(Do this)
Return every entry exactly.

======== Rows ========

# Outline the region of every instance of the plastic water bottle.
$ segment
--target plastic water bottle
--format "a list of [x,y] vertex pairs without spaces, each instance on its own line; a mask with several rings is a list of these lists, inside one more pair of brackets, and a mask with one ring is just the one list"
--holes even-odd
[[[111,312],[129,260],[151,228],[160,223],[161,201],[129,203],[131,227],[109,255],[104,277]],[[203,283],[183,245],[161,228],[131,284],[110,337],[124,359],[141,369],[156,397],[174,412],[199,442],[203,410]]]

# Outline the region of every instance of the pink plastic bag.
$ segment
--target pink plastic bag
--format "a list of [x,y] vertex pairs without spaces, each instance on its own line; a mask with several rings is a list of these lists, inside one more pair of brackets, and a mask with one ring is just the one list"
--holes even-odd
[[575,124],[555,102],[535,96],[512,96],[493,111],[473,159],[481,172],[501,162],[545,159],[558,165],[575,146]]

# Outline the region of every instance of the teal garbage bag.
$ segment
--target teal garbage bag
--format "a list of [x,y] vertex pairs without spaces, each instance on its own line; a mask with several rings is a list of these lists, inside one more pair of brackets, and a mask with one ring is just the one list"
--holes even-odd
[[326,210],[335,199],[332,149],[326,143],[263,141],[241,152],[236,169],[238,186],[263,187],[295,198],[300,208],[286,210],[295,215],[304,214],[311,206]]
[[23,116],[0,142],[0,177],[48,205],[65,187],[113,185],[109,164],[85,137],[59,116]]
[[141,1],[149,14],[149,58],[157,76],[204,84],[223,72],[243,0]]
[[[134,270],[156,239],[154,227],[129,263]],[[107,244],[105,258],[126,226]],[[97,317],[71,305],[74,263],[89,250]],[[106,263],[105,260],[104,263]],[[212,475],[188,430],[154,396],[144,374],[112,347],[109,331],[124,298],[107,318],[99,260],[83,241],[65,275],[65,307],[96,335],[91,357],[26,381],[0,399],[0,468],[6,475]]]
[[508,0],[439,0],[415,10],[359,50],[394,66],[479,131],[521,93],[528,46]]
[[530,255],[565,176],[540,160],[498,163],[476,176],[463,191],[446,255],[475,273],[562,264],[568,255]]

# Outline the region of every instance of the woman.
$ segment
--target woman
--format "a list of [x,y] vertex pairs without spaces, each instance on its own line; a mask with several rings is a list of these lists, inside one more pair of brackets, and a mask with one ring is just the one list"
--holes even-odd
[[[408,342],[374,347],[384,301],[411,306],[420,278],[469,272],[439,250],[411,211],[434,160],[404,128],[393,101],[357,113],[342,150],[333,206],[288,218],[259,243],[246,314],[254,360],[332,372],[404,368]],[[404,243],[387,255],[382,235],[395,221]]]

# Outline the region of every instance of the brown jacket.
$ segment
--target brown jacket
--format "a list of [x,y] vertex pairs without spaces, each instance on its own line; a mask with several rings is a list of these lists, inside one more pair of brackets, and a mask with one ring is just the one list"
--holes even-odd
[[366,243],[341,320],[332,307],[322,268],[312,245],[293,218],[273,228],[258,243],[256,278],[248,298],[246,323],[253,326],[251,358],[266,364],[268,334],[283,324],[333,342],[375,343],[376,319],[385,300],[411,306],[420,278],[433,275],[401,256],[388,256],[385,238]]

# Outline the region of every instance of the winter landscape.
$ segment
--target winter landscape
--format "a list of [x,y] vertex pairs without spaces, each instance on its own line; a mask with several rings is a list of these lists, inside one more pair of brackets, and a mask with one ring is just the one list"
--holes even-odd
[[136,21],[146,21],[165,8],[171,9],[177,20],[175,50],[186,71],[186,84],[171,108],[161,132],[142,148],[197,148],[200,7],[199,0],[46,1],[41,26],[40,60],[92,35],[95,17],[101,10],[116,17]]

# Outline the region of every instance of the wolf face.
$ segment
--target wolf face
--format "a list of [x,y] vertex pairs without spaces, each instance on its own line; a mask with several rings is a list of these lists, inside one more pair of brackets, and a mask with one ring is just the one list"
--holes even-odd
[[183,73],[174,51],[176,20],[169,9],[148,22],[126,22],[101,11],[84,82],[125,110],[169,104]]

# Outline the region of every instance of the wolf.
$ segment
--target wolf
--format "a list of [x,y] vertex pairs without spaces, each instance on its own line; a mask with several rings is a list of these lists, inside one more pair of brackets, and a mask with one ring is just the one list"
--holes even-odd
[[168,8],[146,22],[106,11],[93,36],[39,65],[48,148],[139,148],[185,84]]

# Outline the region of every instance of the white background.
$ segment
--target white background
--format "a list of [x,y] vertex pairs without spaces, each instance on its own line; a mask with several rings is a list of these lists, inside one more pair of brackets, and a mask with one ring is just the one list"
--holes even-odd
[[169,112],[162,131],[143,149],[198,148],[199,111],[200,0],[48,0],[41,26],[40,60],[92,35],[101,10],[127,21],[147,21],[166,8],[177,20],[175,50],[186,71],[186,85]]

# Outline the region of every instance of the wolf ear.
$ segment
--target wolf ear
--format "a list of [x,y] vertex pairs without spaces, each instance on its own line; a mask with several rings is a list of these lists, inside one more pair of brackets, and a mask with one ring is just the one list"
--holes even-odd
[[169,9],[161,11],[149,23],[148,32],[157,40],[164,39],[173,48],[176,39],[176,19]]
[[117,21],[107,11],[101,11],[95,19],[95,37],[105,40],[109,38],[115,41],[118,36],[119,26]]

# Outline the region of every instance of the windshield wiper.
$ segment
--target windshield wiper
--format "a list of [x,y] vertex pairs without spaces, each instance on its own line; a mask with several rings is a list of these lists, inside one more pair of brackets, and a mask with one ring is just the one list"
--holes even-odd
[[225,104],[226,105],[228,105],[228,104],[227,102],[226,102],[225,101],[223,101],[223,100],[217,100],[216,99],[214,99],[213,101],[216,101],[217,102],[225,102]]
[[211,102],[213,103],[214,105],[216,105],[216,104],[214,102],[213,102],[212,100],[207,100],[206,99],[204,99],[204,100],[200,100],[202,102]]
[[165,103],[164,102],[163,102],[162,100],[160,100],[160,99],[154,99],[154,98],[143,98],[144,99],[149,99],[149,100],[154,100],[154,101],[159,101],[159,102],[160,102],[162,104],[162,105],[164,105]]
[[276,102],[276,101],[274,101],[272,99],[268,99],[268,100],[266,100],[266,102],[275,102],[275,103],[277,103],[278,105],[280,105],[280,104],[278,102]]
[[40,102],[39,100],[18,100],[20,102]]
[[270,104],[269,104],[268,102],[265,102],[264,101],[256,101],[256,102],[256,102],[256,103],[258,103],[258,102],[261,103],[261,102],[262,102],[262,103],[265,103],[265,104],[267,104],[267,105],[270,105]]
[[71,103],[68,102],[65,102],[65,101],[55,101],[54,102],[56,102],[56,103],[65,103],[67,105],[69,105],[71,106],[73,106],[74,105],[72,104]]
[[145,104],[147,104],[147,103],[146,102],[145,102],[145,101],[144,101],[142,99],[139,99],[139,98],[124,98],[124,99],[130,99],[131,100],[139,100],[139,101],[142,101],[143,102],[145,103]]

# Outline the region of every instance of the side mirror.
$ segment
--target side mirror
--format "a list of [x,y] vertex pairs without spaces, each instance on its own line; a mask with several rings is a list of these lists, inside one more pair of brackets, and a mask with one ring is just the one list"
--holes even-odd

========

(Written solution)
# Outline the region of every instance of the plastic water bottle.
$ segment
--target plastic water bottle
--format "a list of [x,y] vertex pairs without spaces, each instance on its own line; a mask with several rings is a list of these lists, inside one more pair of brackets, and a mask with one ring is just the one list"
--holes even-odd
[[[111,312],[129,260],[151,228],[160,223],[161,201],[129,203],[131,227],[109,255],[104,277]],[[203,283],[183,245],[161,228],[131,284],[110,337],[124,359],[141,369],[156,397],[174,412],[199,442],[203,410]]]

# Outline the region of every instance of the pink plastic bag.
$ segment
--target pink plastic bag
--format "a list of [x,y] vertex pairs without spaces, each instance on its own line; a mask with several rings is a list of these lists, inside one more pair of brackets, and a mask with one ring is just the one list"
--holes even-odd
[[575,124],[555,102],[535,96],[512,96],[493,111],[473,159],[481,172],[501,162],[545,159],[558,165],[575,146]]

# Outline the region of every instance of the teal garbage bag.
$ segment
--target teal garbage bag
--format "a list of [x,y] vertex pairs without spaces, each instance on its own line; a mask with several rings is a list of these lists, inside one more pair of brackets, and a mask with one ring is just the one list"
--holes even-odd
[[326,210],[335,199],[332,149],[326,143],[263,141],[241,152],[236,169],[238,186],[263,187],[295,198],[300,208],[286,210],[295,215],[304,214],[311,206]]
[[23,116],[0,142],[0,177],[48,205],[65,187],[113,185],[109,164],[85,137],[59,116]]
[[141,1],[149,14],[149,58],[157,76],[204,84],[223,72],[243,0]]
[[[134,270],[156,239],[154,227],[129,263]],[[107,244],[105,258],[126,226]],[[97,317],[71,305],[74,263],[89,250]],[[106,263],[105,260],[104,263]],[[212,475],[188,430],[154,396],[144,374],[112,347],[109,331],[124,298],[107,318],[99,260],[83,241],[65,275],[65,307],[96,335],[91,357],[26,381],[0,399],[0,468],[6,475]]]
[[508,0],[439,0],[415,10],[359,50],[394,66],[479,131],[521,93],[528,46]]
[[530,255],[565,176],[540,160],[498,163],[476,176],[463,191],[446,255],[475,273],[562,264],[568,255]]

# Outline the region of every instance of the woman.
$ segment
--target woman
--format "a list of [x,y] vertex pairs without spaces, each instance on its own line; a mask with several rings is a list of these lists, inside one more pair of brackets, and a mask with one ring is just the one list"
--holes even-odd
[[[408,342],[374,347],[384,301],[411,306],[420,278],[469,272],[439,250],[411,211],[434,160],[404,128],[393,101],[357,113],[342,150],[333,206],[288,218],[259,243],[246,314],[254,360],[332,372],[404,368]],[[404,243],[387,255],[382,235],[395,221]]]

# Outline the region of every instance of the brown jacket.
$ segment
--target brown jacket
--format "a list of [x,y] vertex pairs without spaces, each instance on its own line; a mask with several rings is a list of these lists, inside one more pair of brackets, and a mask with one ring is just the one list"
--holes even-odd
[[366,243],[341,320],[332,307],[322,268],[312,245],[293,218],[273,228],[258,243],[256,278],[248,298],[246,323],[253,326],[251,358],[266,364],[268,334],[283,324],[333,342],[375,343],[376,319],[385,300],[411,306],[420,278],[433,275],[401,256],[388,256],[385,238]]

# Outline the region of every instance of the winter landscape.
$ segment
--target winter landscape
--format "a list of [x,y] vertex pairs without spaces, each instance on its own line; a mask with several rings is a list of these lists, inside one more pair of brackets, and a mask with one ring is just the one list"
--holes even-odd
[[136,21],[146,21],[165,8],[171,9],[177,20],[175,50],[186,71],[186,84],[171,108],[161,132],[142,148],[197,148],[200,7],[199,0],[46,1],[41,26],[40,60],[92,35],[95,17],[101,10],[116,17]]

# Outline the region of every instance of the wolf face.
$ segment
--target wolf face
--format "a list of [x,y] vertex pairs without spaces, each instance on its own line; a mask with several rings is a list of these lists, inside one more pair of brackets, and a mask with one ring is just the one list"
--holes even-odd
[[183,73],[174,51],[176,20],[169,9],[148,22],[126,22],[101,11],[84,82],[125,110],[169,104]]

# Outline the region of every instance of the wolf.
$ segment
--target wolf
--format "a list of [x,y] vertex pairs without spaces, each instance on its own line; a mask with several rings is a list of these lists, inside one more pair of brackets, and a mask with one ring is just the one list"
--holes even-odd
[[168,8],[146,22],[106,11],[93,36],[39,65],[48,148],[139,148],[185,84]]

# Outline the region of every instance of the white background.
$ segment
--target white background
--format "a list of [x,y] vertex pairs without spaces, each instance on its own line; a mask with several rings is a list of these lists, inside one more pair of brackets, and a mask with one ring is just the one list"
--holes even-odd
[[169,112],[162,131],[143,149],[198,148],[199,111],[200,0],[48,0],[41,26],[40,60],[92,35],[101,10],[127,21],[147,21],[166,8],[177,20],[175,50],[186,71],[186,85]]

# Outline the region of every instance of the wolf ear.
$ segment
--target wolf ear
--format "a list of [x,y] vertex pairs without spaces, each instance on its own line; a mask with several rings is a list of these lists, inside one more pair of brackets, and a mask with one ring is just the one list"
--holes even-odd
[[169,9],[161,11],[149,23],[148,32],[157,40],[164,39],[173,48],[176,39],[176,19]]
[[117,21],[107,11],[101,11],[95,19],[95,37],[105,40],[109,38],[115,41],[118,36],[119,26]]

# Outline the region of every instance of the windshield wiper.
$ segment
--target windshield wiper
--format "a list of [x,y] vertex pairs without spaces, each instance on its own line; a mask with several rings is a list of these lists, inside one more pair of brackets, and a mask with one ring is just the one list"
--holes even-odd
[[225,104],[226,105],[228,105],[228,104],[227,102],[226,102],[225,101],[223,101],[223,100],[217,100],[216,99],[214,99],[213,101],[216,101],[217,102],[225,102]]
[[211,102],[213,103],[214,105],[216,105],[216,104],[214,102],[213,102],[212,100],[207,100],[206,99],[204,99],[204,100],[200,100],[202,102]]
[[165,103],[164,102],[163,102],[162,100],[160,100],[160,99],[154,99],[154,98],[143,98],[144,99],[149,99],[149,100],[154,100],[154,101],[159,101],[159,102],[160,102],[162,104],[162,105],[164,105]]
[[276,102],[276,101],[274,101],[272,99],[268,99],[268,100],[266,100],[266,102],[275,102],[275,103],[277,103],[278,105],[280,105],[280,104],[278,102]]
[[40,102],[39,100],[18,100],[20,102]]
[[270,104],[269,104],[268,102],[265,102],[264,101],[256,101],[256,102],[256,102],[256,103],[258,103],[258,102],[261,103],[261,102],[262,102],[262,103],[265,103],[265,104],[267,104],[267,105],[270,105]]
[[71,103],[68,102],[65,102],[65,101],[55,101],[54,102],[56,102],[56,103],[65,103],[67,105],[69,105],[71,106],[73,106],[74,105],[72,104]]
[[145,104],[147,104],[147,103],[146,102],[145,102],[145,101],[144,101],[142,99],[139,99],[139,98],[124,98],[124,99],[130,99],[131,100],[139,100],[139,101],[142,101],[143,102],[145,103]]

# Outline the region of every instance of the side mirror.
$ segment
--target side mirror
--format "a list of [x,y] vertex pairs without spaces, each instance on its own line; a mask with several rings is a list of these lists, inside one more pair of brackets, and a mask with one ring is just the one list"
--holes even-odd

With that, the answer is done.